What to produce >>
Answer these questions using the Acko passage below.
(a) Which two platforms does the passage name as embedding Acko's products?
(b) By what percentage did Acko's net losses fall year-on-year?
(c) About how much did companies raise through IPOs in India in 2025?

>> start Selected passage

Acko received its insurance licence in late 2017 and began operations in 2018. Unlike traditional Indian insurers such as ICICI Lombard and newer challengers like Digit Insurance, which both rely substantially on agents and intermediaries to distribute policies, Acko built a direct-to-consumer model from the outset, eliminating the distribution layer and selling motor, health, and travel insurance exclusively through its own digital channels and embedded partnerships.

The company is embedded within platforms including Amazon India and Ola, which expose its products to large captive user bases without requiring a traditional agent network.

The financial picture has been improving materially. In FY25, Acko reported revenue of Rs 2,837 crore (approximately $340 million), a 35% increase over the previous fiscal year, significantly above the sub-10% growth recorded by India's broader insurance sector.

Net losses fell 37% year-on-year. The company is not yet profitable, but the combination of strong top-line growth and meaningful loss reduction is the trajectory that Indian tech-oriented businesses have needed to demonstrate to access the public market at a premium valuation.

The $2 to $2.5 billion target valuation represents a meaningful discount to the last known private valuation: Acko was valued at $1.4 billion in its Series D round in 2021 and has raised over $583 million in total, with General Atlantic, Canada Pension Plan Investment Board, Multiples PE, Accel, and Elevation Capital among its backers.

The India IPO market context is the engine behind the timing. India ranked among the world's busiest IPO markets in 2025, with companies raising approximately Rs 1.95 trillion ($21.6 billion), exceeding the prior year's record of Rs 1.73 trillion.

>> end Selected passage
>> start Dataset content

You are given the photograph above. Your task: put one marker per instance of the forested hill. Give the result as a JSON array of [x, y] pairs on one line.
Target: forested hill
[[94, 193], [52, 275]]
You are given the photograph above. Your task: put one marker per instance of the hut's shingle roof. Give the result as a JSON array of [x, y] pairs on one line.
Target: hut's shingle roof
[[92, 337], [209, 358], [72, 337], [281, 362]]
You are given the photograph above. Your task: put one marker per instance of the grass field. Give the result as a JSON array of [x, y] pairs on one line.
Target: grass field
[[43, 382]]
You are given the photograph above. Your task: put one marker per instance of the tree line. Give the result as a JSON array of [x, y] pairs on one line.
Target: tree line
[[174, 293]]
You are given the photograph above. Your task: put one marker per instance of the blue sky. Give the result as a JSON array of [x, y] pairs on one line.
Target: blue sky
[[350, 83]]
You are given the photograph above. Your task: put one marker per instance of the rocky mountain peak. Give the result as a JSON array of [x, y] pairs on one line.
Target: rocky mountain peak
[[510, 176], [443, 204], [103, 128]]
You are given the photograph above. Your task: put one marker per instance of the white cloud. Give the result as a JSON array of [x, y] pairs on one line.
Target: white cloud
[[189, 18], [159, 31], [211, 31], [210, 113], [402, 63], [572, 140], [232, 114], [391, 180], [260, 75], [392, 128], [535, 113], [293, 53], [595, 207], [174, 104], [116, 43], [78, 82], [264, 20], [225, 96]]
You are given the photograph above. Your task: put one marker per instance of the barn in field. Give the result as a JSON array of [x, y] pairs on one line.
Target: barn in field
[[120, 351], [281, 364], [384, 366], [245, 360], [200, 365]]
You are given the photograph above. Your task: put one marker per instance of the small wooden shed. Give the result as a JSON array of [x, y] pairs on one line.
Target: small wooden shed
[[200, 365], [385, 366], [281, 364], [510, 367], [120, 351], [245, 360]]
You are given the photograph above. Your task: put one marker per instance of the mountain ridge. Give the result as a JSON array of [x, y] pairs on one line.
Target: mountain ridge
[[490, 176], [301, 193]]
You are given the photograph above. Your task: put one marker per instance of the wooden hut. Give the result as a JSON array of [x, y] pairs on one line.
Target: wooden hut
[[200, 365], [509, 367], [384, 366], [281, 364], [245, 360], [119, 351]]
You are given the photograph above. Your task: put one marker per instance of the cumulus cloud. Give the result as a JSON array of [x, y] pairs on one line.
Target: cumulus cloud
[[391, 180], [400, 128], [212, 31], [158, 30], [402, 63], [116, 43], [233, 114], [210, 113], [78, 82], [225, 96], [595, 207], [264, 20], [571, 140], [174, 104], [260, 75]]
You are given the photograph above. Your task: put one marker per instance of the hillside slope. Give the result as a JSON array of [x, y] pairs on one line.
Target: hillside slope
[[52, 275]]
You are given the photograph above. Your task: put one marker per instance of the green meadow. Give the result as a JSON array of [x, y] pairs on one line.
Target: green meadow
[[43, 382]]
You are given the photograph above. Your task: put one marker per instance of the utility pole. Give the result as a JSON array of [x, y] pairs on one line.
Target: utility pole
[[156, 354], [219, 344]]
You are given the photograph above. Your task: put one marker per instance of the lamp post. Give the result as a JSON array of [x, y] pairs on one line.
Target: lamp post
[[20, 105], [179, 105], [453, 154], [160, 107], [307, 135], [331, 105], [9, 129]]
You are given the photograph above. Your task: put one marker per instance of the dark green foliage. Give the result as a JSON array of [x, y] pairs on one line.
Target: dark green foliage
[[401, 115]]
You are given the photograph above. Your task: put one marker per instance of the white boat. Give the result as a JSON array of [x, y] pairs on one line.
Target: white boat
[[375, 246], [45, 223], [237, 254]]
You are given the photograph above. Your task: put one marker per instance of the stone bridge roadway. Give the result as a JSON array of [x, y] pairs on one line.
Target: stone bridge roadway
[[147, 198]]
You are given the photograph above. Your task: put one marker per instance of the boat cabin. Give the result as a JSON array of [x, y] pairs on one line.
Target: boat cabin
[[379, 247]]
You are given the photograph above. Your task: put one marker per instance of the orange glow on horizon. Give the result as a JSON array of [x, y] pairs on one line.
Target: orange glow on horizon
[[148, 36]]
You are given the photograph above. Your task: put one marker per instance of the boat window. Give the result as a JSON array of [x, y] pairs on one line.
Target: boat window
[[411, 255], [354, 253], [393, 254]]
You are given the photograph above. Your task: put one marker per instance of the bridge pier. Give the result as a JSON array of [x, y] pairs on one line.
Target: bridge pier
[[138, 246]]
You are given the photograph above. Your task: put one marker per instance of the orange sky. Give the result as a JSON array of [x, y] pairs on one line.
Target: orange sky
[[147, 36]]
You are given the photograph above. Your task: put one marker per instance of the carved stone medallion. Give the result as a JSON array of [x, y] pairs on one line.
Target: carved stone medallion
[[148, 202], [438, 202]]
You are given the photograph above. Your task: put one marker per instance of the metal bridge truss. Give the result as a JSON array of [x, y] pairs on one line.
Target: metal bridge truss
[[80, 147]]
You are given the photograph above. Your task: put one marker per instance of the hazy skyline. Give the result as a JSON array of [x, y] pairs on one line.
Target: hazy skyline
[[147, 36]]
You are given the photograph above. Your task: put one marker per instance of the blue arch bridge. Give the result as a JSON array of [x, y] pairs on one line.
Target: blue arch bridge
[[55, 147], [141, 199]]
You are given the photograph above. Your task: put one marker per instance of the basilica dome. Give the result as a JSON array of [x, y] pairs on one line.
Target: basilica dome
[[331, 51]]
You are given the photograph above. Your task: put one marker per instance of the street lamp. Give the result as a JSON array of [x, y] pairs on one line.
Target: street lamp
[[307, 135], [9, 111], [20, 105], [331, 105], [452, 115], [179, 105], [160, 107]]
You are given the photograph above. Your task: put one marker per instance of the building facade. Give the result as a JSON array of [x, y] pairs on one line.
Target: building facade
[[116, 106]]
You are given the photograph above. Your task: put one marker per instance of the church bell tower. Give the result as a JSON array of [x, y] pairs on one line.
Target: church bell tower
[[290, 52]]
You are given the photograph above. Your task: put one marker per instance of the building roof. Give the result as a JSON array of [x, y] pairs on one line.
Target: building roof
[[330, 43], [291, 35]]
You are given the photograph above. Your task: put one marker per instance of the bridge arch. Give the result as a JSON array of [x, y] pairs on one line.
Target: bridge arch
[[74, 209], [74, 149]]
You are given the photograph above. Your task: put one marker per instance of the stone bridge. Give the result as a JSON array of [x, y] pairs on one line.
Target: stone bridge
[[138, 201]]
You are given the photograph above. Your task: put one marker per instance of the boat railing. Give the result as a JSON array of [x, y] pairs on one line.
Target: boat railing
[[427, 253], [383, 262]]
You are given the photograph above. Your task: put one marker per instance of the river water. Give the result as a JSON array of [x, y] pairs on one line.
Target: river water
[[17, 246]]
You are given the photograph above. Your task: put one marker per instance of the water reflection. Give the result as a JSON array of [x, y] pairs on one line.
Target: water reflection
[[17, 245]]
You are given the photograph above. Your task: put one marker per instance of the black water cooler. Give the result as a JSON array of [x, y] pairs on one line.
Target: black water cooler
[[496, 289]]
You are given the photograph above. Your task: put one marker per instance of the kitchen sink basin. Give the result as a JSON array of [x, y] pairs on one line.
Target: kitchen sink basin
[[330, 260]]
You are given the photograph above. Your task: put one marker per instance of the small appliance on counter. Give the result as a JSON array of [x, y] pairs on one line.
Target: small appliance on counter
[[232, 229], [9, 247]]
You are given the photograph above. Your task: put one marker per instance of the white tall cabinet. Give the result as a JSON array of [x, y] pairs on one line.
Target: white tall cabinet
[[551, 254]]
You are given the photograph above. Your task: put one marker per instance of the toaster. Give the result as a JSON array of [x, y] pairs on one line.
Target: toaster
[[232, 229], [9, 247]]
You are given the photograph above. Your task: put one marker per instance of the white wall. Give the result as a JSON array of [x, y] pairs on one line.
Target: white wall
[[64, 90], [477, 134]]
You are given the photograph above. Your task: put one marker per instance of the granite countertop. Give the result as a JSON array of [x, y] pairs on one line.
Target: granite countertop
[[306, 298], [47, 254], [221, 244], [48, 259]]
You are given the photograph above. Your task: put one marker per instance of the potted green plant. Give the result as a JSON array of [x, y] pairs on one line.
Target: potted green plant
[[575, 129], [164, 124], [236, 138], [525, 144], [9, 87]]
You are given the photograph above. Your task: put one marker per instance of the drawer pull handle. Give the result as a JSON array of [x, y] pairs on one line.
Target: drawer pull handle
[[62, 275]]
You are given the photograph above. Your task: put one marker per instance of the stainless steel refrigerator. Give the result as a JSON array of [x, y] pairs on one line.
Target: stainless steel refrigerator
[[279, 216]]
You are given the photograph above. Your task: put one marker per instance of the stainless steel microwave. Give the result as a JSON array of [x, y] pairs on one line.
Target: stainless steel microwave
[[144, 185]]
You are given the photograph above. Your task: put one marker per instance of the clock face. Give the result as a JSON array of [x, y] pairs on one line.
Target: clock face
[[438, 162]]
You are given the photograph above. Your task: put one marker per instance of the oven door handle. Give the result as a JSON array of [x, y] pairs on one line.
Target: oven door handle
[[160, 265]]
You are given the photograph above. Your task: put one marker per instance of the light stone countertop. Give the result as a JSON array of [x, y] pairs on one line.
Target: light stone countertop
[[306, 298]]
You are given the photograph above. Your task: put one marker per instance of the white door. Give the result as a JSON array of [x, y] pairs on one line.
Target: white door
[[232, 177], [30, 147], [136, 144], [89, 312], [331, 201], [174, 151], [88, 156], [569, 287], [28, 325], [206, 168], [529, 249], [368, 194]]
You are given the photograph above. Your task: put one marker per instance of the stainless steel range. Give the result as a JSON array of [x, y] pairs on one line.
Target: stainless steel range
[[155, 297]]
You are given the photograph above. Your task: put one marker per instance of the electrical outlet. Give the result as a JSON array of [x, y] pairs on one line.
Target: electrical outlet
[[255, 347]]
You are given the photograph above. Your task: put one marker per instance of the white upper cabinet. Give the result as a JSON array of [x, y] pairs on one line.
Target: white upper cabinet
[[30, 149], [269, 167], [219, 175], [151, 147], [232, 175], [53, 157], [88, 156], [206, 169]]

>> end Dataset content

Reply >>
(a) Amazon India and Ola.
(b) 37%.
(c) Approximately Rs 1.95 trillion ($21.6 billion).